-- Begin INPUT --
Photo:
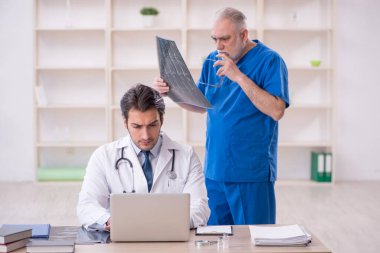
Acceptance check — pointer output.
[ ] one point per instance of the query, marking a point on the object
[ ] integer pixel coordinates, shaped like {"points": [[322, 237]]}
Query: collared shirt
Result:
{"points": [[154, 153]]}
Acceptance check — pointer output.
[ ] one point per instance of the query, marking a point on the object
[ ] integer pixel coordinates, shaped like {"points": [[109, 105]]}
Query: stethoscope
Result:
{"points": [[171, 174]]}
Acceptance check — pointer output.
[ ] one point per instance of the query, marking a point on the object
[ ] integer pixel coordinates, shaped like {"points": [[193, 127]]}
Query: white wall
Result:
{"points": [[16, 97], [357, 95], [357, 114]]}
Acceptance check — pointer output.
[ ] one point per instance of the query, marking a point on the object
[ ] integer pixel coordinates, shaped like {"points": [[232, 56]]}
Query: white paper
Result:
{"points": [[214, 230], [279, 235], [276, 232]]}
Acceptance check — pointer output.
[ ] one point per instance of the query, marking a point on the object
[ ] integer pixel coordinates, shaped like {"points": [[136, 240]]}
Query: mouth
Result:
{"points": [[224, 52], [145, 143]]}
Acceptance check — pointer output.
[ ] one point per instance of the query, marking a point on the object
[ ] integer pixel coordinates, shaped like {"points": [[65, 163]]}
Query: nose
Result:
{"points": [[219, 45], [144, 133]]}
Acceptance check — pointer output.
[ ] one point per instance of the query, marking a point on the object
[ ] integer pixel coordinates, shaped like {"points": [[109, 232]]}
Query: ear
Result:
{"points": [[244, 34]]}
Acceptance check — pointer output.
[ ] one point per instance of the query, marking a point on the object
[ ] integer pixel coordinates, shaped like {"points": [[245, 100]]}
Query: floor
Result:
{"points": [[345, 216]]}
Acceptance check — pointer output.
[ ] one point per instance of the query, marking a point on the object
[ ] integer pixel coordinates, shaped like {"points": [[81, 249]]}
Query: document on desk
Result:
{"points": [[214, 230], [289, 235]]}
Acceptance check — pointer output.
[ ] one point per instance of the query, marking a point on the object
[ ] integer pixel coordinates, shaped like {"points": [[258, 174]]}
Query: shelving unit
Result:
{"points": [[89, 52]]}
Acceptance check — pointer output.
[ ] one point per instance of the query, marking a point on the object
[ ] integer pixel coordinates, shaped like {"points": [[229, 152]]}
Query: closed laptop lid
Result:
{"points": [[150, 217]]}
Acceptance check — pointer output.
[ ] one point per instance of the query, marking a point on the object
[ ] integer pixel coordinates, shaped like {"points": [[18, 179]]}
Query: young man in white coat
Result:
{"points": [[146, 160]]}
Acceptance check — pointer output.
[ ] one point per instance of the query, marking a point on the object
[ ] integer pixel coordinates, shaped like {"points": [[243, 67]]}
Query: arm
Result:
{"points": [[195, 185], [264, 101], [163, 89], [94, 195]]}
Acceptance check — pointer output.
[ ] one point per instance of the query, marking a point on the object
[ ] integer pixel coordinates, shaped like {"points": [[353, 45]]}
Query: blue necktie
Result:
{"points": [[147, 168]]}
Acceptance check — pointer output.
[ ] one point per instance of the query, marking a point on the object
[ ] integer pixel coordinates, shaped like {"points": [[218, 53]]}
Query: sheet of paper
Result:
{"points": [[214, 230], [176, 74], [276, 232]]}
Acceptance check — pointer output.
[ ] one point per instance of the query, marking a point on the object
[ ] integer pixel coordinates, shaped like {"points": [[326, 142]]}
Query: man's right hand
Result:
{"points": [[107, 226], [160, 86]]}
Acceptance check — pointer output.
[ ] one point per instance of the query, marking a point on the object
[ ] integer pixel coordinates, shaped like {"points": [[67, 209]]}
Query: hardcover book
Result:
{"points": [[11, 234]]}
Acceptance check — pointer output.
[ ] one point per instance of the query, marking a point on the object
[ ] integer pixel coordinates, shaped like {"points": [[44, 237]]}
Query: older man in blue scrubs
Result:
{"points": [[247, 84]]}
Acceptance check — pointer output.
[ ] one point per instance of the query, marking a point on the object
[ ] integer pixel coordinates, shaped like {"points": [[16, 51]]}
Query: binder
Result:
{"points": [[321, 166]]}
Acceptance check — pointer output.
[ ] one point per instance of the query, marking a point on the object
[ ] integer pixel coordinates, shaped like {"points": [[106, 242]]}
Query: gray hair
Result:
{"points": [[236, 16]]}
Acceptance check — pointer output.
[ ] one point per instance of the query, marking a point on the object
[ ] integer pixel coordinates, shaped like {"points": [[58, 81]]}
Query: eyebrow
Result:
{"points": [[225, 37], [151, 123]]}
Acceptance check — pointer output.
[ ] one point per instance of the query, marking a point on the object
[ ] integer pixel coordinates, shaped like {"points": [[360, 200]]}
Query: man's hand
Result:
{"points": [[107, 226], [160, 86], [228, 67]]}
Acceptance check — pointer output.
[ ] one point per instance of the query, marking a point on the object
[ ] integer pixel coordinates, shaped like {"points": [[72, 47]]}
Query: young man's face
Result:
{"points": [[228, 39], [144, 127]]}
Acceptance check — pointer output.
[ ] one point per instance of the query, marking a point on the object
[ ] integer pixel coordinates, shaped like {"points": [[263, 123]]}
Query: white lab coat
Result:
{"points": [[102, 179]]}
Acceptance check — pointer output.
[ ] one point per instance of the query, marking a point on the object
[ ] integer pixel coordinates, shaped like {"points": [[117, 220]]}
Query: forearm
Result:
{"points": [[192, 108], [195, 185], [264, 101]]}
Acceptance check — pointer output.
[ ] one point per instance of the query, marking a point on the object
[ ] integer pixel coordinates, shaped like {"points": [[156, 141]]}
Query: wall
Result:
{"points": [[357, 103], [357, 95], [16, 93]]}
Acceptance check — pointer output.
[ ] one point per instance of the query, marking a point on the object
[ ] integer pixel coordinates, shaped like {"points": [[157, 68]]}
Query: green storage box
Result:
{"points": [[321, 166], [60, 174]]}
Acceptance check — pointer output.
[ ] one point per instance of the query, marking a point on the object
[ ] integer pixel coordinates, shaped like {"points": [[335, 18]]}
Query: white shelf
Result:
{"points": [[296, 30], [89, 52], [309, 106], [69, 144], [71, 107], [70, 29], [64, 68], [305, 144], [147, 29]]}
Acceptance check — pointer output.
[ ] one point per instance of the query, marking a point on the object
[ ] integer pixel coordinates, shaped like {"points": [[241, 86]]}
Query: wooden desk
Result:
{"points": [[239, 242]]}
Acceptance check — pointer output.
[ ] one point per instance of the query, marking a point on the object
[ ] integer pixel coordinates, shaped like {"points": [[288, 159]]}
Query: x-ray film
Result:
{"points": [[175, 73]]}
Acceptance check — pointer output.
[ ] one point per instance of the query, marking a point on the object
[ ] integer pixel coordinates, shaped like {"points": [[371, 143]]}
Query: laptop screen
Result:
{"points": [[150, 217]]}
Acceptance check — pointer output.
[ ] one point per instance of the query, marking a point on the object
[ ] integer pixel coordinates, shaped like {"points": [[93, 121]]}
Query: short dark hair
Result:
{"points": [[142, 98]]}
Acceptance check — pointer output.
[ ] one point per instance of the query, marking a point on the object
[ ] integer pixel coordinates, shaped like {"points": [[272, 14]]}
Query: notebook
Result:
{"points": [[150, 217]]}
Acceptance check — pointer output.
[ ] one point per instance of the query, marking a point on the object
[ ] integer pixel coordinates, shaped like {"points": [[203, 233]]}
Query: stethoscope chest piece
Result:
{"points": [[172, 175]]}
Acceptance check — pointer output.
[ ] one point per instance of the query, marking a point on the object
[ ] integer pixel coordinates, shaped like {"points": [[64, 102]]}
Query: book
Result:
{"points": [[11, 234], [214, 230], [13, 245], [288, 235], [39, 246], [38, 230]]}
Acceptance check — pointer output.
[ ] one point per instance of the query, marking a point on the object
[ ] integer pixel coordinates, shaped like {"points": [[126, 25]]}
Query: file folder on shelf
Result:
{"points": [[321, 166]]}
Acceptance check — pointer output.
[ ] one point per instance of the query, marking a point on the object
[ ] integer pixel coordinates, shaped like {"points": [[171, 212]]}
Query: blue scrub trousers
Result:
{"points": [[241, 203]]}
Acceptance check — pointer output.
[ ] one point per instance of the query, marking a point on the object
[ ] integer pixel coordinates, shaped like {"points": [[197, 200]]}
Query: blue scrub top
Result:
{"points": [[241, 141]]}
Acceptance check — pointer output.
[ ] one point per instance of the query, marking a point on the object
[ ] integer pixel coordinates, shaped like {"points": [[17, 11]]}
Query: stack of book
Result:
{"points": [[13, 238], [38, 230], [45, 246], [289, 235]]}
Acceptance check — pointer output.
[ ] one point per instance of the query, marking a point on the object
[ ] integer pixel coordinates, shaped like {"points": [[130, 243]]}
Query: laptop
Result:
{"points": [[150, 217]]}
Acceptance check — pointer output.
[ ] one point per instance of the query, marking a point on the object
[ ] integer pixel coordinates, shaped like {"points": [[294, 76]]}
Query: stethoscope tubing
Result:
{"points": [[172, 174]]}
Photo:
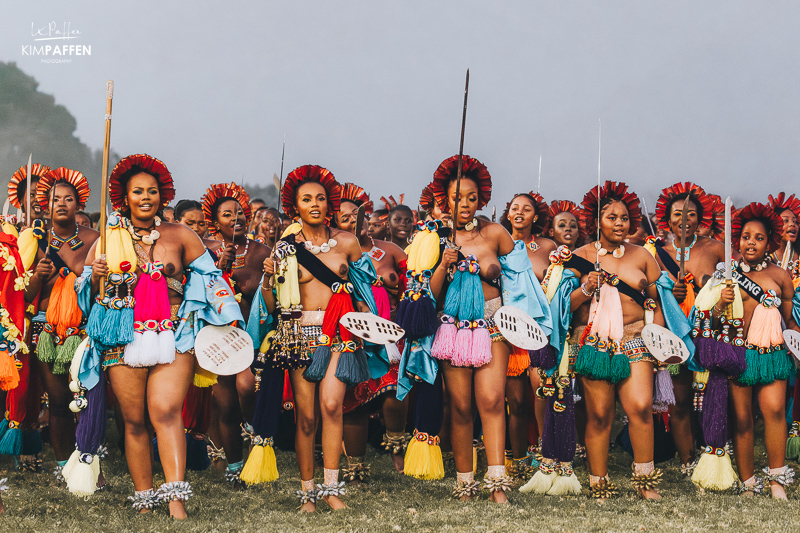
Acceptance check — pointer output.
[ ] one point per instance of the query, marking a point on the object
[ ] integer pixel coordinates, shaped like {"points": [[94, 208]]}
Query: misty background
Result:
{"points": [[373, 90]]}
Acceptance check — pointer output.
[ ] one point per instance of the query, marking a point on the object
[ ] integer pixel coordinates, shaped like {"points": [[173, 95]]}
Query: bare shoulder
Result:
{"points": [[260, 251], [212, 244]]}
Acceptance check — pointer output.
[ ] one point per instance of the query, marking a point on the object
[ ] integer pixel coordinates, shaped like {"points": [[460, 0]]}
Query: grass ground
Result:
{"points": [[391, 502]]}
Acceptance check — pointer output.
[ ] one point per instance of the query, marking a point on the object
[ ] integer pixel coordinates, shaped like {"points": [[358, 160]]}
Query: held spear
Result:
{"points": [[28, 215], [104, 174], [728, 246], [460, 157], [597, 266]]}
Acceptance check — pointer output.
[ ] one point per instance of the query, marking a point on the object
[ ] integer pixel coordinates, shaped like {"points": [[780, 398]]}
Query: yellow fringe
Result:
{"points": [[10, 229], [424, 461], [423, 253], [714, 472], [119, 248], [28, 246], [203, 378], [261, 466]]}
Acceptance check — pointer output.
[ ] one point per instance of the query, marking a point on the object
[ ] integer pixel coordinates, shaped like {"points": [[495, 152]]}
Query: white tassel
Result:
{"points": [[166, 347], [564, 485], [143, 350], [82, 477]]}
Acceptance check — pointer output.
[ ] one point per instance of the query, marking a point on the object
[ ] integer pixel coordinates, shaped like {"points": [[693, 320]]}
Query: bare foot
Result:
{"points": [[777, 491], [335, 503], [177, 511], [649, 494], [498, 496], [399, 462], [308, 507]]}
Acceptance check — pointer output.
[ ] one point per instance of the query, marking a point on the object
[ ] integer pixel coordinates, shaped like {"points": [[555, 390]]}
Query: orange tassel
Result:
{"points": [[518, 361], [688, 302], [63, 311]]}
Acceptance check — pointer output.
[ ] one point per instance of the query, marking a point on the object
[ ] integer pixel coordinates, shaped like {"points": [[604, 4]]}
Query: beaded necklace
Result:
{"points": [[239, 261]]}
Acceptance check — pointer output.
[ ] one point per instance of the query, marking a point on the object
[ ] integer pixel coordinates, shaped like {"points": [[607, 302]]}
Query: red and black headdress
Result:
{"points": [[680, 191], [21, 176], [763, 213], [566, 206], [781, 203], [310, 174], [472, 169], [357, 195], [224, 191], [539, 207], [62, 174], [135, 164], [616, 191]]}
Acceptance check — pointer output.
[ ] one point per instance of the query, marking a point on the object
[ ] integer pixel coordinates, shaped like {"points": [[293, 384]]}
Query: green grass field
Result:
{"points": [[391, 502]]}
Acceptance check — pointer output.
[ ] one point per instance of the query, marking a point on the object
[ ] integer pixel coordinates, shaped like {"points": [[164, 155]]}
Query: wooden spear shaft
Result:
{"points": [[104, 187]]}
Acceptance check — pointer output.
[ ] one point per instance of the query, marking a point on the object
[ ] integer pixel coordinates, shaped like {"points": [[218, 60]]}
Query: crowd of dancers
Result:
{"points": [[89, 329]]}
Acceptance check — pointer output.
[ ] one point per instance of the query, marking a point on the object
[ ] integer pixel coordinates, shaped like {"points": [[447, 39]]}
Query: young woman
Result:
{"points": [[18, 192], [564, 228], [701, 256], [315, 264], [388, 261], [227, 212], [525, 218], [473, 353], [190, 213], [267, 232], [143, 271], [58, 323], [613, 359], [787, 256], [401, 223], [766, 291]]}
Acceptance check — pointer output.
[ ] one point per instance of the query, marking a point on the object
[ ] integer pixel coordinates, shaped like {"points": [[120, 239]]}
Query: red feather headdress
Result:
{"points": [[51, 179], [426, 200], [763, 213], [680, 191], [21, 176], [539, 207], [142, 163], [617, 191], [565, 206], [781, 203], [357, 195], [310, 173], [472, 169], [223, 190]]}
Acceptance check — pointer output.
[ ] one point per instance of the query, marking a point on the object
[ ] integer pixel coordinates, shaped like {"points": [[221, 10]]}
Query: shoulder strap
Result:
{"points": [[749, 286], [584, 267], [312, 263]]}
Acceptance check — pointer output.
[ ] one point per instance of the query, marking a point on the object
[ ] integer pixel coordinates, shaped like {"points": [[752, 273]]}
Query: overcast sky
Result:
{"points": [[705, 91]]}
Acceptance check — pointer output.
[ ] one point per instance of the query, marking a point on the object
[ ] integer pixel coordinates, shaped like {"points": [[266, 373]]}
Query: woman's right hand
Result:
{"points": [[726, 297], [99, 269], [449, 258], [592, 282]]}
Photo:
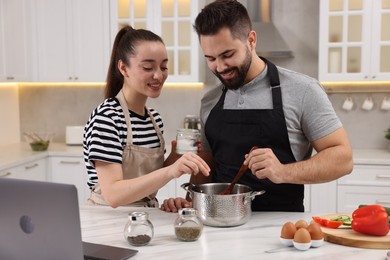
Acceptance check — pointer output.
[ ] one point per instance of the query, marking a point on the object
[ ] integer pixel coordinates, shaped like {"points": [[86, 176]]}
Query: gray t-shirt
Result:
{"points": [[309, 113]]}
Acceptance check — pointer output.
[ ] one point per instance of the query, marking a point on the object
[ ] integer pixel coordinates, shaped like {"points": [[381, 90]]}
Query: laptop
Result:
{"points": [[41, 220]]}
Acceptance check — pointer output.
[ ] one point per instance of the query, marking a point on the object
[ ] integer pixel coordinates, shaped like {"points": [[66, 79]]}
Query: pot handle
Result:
-- End INPUT --
◆ EXERCISE REQUIREMENTS
Identify every line in the items above that contains the string "headdress", and copy each of those lines.

◆ RESULT OF THE TASK
Query: red and black headdress
Query: red feather headdress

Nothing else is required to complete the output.